Written tasks>
1 > In the article about JPMorgan Chase's lawsuit, who led the bank's investigation?
2 > Carry on the article about JPMorgan Chase's lawsuit from its final sentence.

Passage to read>
--- BEGIN ---

JPMorgan Chase Still Trying to Blame Individuals For Fail Whale-Related Fraud
JPMorgan Chase has sued the former manager of Bruno Iskil, the “London Whale” who executed the “Fail Whale trades” that cost the company as much as $7 billion. Javier Martin-Artajo was the direct supervisor to Iskil in the Chief Investment Office in London.
The lawsuit, which was filed in a London court, did not disclose the details of JPMorgan’s claims against Mr. Martin-Artajo, according to a person with knowledge of the complaint. Mr. Martin-Artajo and Mr. Iksil have left the bank. A spokeswoman for JPMorgan declined to comment on the lawsuit. Mr. Martin-Artajo’s lawyer could not be reached immediately for comment […]
The investigation, led by Michael J. Cavanagh, the bank’s former chief financial officer, uncovered that some traders within the unit might have improperly valued their positions as losses began to mount. Some phone recordings suggest that Mr. Martin-Artajo encouraged Mr. Iksil to value troubled positions in a favorable manner, according to people with knowledge of the situation.
Mr. Martin-Artajo, Mr. Iksil and two other employees who worked in the chief investment office are under investigation by criminal and civil authorities. Authorities are examining whether the group mismarked the positions to cover up losses, according to the people. After revising the valuations on those trades, JPMorgan had to restate its first-quarter earnings.

--- END ---

Dataset section>
--- BEGIN ---

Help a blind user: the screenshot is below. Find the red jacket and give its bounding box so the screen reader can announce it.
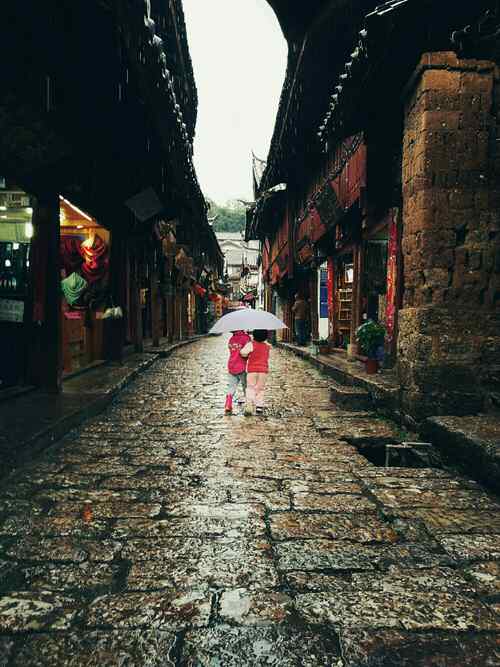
[227,331,250,375]
[247,340,271,373]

--- END ---

Answer set>
1 > Michael J. Cavanagh, the bank's former chief financial officer.

2 >
This is yet another example of JPMorgan Chase trying to foist their legal exposure onto individual traders and executives rather than their own corporate headquarters. I wrote about this three weeks ago. Regardless of what individual in the CIO did with mismarking positions, the responsibility ultimately lies with Jamie Dimon, under the Sarbanes-Oxley Act. Management is responsible, under Sarbanes-Oxley, for the internal controls that alert them to fraud anywhere in their unit. A “rogue trader” is not a valid excuse under the law.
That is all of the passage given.